++++ RECORDS FOR PROCESSING

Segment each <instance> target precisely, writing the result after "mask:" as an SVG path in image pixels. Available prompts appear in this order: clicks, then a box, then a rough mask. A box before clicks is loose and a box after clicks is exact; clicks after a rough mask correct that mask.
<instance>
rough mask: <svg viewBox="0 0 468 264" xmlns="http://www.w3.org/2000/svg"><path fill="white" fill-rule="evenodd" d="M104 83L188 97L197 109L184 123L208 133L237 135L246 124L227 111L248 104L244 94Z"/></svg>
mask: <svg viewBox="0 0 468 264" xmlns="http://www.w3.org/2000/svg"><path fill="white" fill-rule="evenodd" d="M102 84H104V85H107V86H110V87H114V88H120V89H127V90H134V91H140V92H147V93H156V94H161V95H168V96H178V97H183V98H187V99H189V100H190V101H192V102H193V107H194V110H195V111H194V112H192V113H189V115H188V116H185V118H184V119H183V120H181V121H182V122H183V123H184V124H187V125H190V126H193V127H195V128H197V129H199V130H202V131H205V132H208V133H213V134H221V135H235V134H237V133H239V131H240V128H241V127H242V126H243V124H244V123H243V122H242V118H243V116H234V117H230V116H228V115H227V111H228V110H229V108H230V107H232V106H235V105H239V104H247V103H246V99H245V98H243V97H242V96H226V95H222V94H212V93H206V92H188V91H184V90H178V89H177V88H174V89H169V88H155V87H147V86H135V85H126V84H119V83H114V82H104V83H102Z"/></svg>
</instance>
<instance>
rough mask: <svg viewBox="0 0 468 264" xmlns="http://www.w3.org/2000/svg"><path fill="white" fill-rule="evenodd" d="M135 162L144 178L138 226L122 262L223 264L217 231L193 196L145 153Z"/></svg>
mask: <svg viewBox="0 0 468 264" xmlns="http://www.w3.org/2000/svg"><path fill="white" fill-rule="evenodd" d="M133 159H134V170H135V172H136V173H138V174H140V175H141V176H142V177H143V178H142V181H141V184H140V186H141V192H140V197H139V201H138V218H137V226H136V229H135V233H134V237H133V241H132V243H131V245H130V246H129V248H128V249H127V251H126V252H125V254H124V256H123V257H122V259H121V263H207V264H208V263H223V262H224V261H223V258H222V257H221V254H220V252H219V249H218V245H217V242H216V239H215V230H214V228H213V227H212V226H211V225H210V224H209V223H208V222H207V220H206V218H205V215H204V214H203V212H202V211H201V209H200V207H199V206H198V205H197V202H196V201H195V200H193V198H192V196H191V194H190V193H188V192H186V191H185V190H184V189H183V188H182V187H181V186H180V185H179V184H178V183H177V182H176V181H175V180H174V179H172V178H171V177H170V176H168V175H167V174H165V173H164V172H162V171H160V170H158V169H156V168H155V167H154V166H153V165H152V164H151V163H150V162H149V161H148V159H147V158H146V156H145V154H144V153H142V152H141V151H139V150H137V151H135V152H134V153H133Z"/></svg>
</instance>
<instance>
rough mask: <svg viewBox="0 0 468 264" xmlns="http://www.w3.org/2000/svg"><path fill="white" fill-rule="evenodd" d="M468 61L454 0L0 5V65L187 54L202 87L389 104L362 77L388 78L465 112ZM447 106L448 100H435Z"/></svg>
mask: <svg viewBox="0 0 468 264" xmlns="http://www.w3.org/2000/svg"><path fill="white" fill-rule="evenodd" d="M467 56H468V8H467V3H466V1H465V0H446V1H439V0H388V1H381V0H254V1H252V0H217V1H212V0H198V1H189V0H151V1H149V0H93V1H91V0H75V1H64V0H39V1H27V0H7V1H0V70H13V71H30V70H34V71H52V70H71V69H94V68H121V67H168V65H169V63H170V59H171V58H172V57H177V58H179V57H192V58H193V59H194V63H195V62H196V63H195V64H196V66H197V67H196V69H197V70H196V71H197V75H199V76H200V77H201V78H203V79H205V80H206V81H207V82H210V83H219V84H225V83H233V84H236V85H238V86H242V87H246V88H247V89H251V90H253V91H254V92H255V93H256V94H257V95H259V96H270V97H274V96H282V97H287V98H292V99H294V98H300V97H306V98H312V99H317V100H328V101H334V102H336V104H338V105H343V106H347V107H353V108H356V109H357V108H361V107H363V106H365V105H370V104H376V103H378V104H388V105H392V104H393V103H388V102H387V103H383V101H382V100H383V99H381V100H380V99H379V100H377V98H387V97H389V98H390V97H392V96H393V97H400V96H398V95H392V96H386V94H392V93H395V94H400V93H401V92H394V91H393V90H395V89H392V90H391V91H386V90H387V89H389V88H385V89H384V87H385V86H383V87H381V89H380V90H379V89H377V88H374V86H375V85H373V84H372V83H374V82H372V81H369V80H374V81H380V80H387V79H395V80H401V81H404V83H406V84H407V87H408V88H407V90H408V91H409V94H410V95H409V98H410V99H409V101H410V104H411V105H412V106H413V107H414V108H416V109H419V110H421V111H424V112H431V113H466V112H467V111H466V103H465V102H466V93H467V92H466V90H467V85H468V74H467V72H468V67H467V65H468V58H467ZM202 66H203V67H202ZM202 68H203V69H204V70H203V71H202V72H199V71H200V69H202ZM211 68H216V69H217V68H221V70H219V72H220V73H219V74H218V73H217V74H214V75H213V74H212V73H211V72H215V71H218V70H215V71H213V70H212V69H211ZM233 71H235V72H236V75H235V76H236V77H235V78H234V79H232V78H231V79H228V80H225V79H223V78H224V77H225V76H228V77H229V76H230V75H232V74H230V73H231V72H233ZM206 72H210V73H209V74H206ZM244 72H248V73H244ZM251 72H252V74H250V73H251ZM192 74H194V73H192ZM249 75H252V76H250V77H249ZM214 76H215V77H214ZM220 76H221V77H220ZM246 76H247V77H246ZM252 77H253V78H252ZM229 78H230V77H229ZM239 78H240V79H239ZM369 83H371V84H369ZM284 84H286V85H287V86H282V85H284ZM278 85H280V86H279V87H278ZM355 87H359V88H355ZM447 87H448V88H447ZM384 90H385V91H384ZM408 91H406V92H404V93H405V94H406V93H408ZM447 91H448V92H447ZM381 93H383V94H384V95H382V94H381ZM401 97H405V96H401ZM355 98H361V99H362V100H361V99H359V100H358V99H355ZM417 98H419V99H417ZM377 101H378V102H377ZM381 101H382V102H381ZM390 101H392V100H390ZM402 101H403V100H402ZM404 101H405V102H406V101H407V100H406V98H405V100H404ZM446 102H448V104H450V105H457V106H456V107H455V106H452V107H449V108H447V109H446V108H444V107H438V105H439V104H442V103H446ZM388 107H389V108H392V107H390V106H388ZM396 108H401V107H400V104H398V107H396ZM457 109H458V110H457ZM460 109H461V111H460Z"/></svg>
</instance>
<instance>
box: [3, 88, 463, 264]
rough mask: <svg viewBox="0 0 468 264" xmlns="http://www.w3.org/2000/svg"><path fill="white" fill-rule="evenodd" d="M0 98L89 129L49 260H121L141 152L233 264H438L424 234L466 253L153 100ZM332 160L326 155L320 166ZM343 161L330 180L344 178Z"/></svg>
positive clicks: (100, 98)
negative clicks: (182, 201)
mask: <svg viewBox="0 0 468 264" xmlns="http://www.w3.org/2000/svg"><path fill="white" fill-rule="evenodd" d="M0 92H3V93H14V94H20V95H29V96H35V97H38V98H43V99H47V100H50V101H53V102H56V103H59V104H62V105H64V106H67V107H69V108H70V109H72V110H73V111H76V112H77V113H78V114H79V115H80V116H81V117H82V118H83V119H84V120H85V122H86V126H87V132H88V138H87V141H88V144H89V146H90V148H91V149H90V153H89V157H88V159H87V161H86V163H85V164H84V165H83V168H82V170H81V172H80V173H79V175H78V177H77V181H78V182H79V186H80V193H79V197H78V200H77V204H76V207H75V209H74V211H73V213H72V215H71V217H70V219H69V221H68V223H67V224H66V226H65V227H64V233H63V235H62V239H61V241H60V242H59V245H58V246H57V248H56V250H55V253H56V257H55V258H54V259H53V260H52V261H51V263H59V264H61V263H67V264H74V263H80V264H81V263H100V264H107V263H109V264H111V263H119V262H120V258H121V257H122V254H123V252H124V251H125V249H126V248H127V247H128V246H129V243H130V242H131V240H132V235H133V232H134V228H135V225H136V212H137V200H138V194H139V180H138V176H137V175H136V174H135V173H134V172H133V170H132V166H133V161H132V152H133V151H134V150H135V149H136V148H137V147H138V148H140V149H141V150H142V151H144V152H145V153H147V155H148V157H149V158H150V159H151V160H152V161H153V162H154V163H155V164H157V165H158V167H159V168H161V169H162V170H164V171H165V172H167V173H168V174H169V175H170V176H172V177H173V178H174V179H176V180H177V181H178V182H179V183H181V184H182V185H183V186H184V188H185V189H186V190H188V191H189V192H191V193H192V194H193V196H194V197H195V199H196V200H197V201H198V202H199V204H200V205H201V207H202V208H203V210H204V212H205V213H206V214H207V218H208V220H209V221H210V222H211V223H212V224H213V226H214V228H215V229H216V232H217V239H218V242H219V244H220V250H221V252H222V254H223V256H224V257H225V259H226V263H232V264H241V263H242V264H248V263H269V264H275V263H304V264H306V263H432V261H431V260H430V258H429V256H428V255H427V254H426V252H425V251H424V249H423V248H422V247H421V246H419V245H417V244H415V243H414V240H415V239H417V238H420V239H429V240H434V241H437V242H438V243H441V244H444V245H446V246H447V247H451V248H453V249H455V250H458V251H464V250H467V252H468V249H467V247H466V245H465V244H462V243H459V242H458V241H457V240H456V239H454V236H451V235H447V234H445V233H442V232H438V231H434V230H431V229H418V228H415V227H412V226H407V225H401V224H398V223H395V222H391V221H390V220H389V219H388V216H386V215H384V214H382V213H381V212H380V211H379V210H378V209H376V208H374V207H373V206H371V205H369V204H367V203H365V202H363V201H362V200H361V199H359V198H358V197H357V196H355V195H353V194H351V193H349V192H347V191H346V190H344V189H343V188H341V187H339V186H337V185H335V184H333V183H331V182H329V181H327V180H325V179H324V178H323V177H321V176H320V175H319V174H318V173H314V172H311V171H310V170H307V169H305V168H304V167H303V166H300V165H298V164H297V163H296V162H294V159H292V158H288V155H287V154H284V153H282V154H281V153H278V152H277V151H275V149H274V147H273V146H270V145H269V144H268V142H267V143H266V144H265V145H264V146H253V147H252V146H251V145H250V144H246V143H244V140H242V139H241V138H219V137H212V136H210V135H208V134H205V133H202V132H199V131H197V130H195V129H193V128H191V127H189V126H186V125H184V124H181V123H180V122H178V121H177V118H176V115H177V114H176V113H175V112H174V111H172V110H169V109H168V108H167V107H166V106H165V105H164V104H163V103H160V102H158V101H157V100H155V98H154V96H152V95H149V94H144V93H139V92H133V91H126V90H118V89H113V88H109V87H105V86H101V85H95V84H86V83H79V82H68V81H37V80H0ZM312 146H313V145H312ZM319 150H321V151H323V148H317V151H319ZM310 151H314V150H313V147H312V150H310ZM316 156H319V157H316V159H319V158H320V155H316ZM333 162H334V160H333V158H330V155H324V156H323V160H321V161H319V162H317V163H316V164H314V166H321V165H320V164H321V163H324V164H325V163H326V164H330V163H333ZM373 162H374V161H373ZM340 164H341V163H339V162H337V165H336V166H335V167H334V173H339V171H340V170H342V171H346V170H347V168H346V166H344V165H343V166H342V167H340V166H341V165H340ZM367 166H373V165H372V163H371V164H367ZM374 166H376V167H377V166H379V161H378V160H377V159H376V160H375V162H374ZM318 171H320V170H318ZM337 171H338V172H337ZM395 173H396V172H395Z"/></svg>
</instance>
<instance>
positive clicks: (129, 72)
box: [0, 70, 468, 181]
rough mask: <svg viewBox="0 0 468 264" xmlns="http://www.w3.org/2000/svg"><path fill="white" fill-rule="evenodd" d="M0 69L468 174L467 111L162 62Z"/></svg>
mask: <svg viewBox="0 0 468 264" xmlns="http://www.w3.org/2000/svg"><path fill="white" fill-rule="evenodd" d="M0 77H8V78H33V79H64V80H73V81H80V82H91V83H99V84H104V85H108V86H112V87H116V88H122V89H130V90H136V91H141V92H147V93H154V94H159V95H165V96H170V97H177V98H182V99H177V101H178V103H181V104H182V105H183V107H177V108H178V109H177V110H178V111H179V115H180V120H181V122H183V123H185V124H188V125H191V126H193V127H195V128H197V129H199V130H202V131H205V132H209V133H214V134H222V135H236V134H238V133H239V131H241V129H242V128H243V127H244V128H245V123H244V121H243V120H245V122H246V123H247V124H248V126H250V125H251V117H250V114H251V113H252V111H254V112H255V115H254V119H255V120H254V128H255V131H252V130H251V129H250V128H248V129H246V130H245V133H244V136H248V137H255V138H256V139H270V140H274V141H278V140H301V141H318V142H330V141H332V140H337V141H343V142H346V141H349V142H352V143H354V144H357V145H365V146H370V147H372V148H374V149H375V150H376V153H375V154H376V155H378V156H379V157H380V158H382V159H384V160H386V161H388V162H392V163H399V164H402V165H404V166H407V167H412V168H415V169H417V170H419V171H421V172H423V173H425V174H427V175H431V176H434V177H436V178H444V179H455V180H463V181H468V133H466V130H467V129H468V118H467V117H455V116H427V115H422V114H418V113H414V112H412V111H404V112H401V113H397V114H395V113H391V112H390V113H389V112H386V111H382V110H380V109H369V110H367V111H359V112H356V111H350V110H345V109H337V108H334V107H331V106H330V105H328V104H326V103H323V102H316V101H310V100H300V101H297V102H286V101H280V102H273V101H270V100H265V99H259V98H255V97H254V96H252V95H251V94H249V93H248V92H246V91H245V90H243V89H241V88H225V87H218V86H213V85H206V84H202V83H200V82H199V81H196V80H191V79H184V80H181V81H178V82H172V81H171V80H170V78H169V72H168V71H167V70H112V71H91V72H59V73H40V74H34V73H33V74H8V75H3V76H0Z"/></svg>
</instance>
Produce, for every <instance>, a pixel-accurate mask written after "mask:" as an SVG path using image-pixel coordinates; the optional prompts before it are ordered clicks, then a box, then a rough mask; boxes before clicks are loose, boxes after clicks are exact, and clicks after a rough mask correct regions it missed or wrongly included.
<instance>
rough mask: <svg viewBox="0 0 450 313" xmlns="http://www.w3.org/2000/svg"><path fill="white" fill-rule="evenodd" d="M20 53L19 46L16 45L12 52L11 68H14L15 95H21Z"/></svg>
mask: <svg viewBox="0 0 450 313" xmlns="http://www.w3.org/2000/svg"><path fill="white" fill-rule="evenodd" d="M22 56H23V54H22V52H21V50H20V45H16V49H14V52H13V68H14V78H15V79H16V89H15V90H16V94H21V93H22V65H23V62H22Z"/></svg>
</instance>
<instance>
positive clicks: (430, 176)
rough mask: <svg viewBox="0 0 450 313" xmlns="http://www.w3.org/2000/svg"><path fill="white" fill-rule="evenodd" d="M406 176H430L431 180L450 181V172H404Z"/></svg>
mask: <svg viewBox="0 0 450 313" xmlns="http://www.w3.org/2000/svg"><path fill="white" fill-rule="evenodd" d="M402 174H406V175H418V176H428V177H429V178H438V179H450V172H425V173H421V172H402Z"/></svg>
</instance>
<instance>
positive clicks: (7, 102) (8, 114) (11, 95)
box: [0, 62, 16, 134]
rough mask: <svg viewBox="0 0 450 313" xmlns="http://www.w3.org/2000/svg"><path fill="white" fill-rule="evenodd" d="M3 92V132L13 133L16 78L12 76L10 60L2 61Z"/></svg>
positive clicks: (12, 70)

++++++++

**PROBLEM REQUIREMENTS**
Return exactly the lines from the line holding "box: [0, 62, 16, 134]" to the last line of the data, with both of those lines included and nothing added.

**ANSWER BOX**
box: [0, 62, 16, 134]
rough mask: <svg viewBox="0 0 450 313" xmlns="http://www.w3.org/2000/svg"><path fill="white" fill-rule="evenodd" d="M3 92V132L13 133L16 78L12 76L10 60L2 61Z"/></svg>
positive clicks: (12, 70)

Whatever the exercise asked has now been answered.